Dataset entries
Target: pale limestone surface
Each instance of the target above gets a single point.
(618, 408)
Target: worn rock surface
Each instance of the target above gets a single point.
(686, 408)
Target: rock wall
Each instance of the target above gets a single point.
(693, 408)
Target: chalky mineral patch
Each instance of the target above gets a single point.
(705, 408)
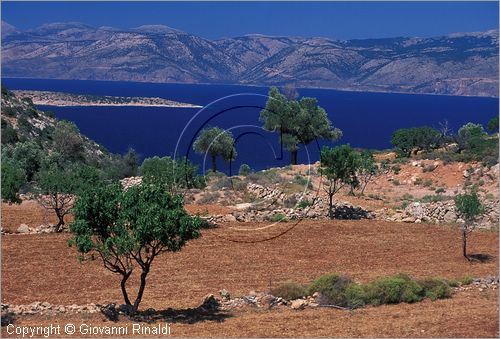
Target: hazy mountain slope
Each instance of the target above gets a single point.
(458, 64)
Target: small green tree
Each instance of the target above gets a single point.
(68, 141)
(130, 229)
(244, 170)
(470, 136)
(13, 178)
(57, 186)
(298, 122)
(470, 208)
(367, 169)
(411, 140)
(169, 173)
(338, 166)
(215, 142)
(130, 163)
(493, 124)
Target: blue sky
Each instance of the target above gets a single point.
(339, 20)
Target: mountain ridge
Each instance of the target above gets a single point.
(463, 63)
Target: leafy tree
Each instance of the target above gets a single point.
(170, 174)
(57, 186)
(470, 136)
(68, 141)
(215, 142)
(298, 122)
(408, 140)
(244, 170)
(338, 166)
(130, 163)
(367, 169)
(13, 178)
(493, 124)
(28, 155)
(470, 208)
(130, 229)
(9, 135)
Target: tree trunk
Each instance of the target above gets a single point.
(464, 243)
(124, 288)
(144, 273)
(293, 157)
(330, 209)
(214, 163)
(60, 223)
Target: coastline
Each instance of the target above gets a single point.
(62, 99)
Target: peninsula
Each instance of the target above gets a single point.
(68, 99)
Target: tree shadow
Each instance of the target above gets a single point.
(208, 311)
(185, 316)
(480, 257)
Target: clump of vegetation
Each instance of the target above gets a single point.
(429, 168)
(470, 208)
(172, 174)
(215, 142)
(129, 229)
(289, 291)
(341, 291)
(434, 198)
(396, 169)
(411, 140)
(304, 203)
(244, 170)
(279, 217)
(339, 166)
(209, 198)
(299, 121)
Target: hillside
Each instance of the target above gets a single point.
(22, 122)
(457, 64)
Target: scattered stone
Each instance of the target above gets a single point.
(23, 229)
(299, 304)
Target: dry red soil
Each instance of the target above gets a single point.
(44, 268)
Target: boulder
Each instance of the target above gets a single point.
(23, 228)
(299, 304)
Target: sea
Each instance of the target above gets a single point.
(367, 119)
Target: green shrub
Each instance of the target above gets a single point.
(393, 290)
(428, 168)
(467, 280)
(337, 290)
(244, 170)
(279, 217)
(436, 288)
(304, 203)
(299, 179)
(289, 291)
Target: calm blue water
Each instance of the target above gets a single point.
(366, 119)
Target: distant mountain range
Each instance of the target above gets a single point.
(456, 64)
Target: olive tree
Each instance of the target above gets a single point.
(367, 169)
(298, 122)
(129, 229)
(470, 136)
(338, 165)
(57, 186)
(13, 178)
(411, 140)
(169, 173)
(215, 142)
(470, 208)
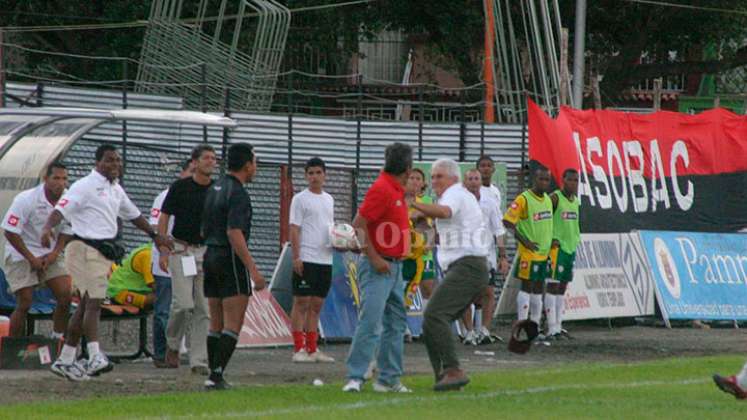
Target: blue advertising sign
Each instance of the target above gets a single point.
(699, 275)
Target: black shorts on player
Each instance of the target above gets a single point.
(225, 275)
(316, 280)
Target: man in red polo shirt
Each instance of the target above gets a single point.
(383, 230)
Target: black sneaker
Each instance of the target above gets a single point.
(216, 383)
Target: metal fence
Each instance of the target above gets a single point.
(353, 149)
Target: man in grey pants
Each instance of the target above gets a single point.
(189, 308)
(464, 244)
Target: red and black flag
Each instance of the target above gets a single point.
(662, 171)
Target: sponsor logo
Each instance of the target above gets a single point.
(667, 268)
(569, 215)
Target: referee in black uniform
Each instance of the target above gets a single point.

EXERCISE:
Please copy the data above exactly, omitting the pictures.

TASK OUTPUT:
Target: pale limestone surface
Each instance of the target above gets a single point.
(618, 408)
Target: worn rock surface
Each instance of the target above gets a single point.
(686, 408)
Target: rock wall
Each instance of the target above gets a single point.
(693, 408)
Target: chalky mineral patch
Each instance of the target above gets a single point.
(705, 408)
Target: hazy mountain slope
Each instance of the target above gets a single point.
(458, 64)
Target: small green tree
Each instance of the target above gets a single point.
(68, 141)
(130, 229)
(244, 170)
(470, 136)
(13, 178)
(57, 186)
(298, 122)
(470, 208)
(367, 169)
(411, 140)
(169, 173)
(338, 166)
(215, 142)
(130, 163)
(493, 124)
Target: blue sky
Each instance of the target above gets a single point.
(339, 20)
Target: mountain ridge
Each instance of the target above gets a single point.
(463, 63)
Target: leafy tree
Each instance of the target above gets a single point.
(170, 174)
(57, 186)
(470, 136)
(68, 141)
(215, 142)
(298, 122)
(408, 140)
(244, 170)
(338, 166)
(130, 163)
(367, 169)
(13, 178)
(493, 124)
(28, 155)
(470, 208)
(130, 229)
(9, 135)
Target: tree trunk
Each instance of the target above gets a single point.
(464, 243)
(124, 288)
(144, 273)
(293, 157)
(330, 209)
(214, 163)
(60, 223)
Target: coastline
Each instance of the target above gets a single point.
(62, 99)
Target: peninsula
Each instance of the target above gets a single point.
(68, 99)
Target: tree shadow
Each instance of the target above gets a single point.
(208, 311)
(185, 316)
(480, 257)
Target: clump of vegetation
Each instance of the target above gets a single point.
(429, 168)
(470, 208)
(172, 174)
(215, 142)
(129, 229)
(289, 291)
(341, 291)
(434, 198)
(396, 169)
(411, 140)
(304, 203)
(244, 170)
(279, 217)
(339, 166)
(209, 198)
(299, 121)
Target: hillside
Each instance of the target above gets a single point.
(22, 122)
(457, 64)
Target: scattered stone
Each instance of the target above gets a single point.
(23, 229)
(299, 304)
Target: dry red soil
Each instance of the target above gets a single point.
(44, 268)
Target: boulder
Each instance of the target above gets a single point.
(23, 228)
(299, 304)
Target: sea
Each instance of the target above gets a single point.
(367, 119)
Target: green shrub
Each instance of the target above gets a single point.
(393, 290)
(428, 168)
(467, 280)
(337, 290)
(244, 170)
(279, 217)
(436, 288)
(304, 203)
(299, 179)
(289, 291)
Target: calm blue water
Each instance of the target above gets a single point.
(366, 119)
Target: distant mountain range
Each instance of the target above gets a single point.
(456, 64)
Target: olive tree
Each instance of the target above gets a single point.
(367, 169)
(298, 122)
(129, 229)
(470, 136)
(338, 165)
(57, 186)
(13, 178)
(411, 140)
(169, 173)
(215, 142)
(470, 208)
Target: blue advertising sign
Each instance of the target above gets a single point.
(699, 275)
Target: black shorts on player
Each instance of the target above gets a single point.
(225, 275)
(316, 280)
Target: man in red polo shirt
Each instance of the target above gets a single point.
(383, 230)
Target: black sneaker
Each instance of the target above gets a single point.
(216, 383)
Target: metal fence
Each instance of the target above gets a single point.
(353, 149)
Target: man in grey pants
Each instance of the target above gets a single point.
(189, 308)
(464, 244)
Target: red and black flag
Each instance of the target above gets a single point.
(662, 171)
Target: sponsor logo
Each instance of the target above gets a single point.
(667, 268)
(569, 215)
Target: referee in black uniform
Each instance of the target above gets a single point.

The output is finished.